>> BEGIN Dataset records
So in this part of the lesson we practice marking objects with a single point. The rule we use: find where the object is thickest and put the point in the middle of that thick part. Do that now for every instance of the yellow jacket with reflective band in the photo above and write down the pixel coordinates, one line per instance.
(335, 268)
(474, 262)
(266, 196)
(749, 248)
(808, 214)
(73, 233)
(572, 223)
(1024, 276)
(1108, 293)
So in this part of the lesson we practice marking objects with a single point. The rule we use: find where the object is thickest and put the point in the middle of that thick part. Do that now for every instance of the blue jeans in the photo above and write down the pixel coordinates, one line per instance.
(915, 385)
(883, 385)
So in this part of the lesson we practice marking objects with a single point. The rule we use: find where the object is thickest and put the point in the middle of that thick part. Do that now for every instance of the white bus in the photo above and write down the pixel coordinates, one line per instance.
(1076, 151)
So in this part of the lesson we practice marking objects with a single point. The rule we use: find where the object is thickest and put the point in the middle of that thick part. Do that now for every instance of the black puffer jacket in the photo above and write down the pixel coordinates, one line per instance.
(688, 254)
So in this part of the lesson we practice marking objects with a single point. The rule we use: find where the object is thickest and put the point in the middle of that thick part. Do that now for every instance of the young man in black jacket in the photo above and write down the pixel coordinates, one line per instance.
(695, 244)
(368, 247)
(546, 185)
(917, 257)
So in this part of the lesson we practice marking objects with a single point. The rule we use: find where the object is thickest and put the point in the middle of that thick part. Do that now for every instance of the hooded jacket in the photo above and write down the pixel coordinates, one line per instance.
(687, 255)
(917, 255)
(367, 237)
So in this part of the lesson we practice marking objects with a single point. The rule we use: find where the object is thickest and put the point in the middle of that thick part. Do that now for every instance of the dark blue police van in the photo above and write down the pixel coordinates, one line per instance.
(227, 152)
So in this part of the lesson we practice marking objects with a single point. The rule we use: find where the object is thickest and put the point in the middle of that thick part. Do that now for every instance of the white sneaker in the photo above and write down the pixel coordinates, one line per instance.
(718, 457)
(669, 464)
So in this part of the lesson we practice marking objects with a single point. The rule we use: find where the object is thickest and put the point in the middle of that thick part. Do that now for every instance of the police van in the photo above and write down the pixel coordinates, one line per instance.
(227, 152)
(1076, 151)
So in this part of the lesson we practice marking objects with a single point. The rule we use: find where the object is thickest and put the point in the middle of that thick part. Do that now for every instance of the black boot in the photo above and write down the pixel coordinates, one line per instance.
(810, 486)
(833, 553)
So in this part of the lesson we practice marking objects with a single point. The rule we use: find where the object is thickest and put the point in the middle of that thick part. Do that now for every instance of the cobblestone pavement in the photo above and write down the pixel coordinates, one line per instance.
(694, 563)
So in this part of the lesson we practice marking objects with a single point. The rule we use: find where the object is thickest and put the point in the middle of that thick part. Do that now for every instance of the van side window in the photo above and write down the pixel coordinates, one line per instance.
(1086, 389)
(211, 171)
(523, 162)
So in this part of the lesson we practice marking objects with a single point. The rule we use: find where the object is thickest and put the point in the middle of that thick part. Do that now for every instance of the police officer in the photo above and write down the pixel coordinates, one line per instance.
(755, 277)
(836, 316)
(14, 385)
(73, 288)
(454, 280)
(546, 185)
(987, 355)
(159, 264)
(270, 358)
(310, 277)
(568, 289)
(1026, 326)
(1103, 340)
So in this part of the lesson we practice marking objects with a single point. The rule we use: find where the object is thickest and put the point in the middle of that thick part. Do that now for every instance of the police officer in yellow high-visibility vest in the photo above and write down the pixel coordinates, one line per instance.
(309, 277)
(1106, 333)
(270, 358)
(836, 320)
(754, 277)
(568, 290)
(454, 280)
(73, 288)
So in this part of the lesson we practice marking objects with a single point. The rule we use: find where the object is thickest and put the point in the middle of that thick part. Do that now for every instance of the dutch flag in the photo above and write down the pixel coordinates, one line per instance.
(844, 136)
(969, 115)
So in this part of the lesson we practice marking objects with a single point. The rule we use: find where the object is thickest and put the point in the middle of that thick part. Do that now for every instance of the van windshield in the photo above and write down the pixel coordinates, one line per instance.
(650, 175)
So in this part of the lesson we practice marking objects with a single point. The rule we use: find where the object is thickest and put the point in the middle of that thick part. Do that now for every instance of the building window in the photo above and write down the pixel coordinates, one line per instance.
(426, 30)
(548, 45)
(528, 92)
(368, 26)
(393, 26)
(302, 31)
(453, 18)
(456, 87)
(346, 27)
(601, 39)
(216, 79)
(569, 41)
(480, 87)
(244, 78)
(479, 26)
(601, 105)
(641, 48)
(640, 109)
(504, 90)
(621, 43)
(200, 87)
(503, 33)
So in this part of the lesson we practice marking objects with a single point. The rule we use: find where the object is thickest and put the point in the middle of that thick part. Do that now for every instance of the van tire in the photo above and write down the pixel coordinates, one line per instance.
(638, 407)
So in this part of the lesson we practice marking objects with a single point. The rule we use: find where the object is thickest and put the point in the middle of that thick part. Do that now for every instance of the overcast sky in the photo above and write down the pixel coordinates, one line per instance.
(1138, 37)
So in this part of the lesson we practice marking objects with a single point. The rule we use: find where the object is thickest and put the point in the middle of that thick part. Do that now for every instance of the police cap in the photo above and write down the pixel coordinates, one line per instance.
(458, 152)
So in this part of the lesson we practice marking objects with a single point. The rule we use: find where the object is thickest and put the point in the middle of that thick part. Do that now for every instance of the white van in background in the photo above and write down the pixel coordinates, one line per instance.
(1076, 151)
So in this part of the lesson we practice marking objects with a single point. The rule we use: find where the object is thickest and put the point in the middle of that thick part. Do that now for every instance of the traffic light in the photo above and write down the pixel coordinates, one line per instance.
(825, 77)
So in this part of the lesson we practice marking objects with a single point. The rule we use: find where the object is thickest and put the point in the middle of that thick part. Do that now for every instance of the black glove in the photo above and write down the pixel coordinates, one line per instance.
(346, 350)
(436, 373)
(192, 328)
>> END Dataset records
Stated goal:
Quote exactly the line containing "the black glove" and every later line through the end of the listing, and no other lines.

Expected answer:
So in this part of the lesson we practice marking objects with a single point. The rule we use: find where the object is thickest and put the point in the middle of that thick part. Do that now for every instance of the black glove in the photo above and write down the pixel coordinates, one line per instance.
(346, 350)
(436, 373)
(192, 328)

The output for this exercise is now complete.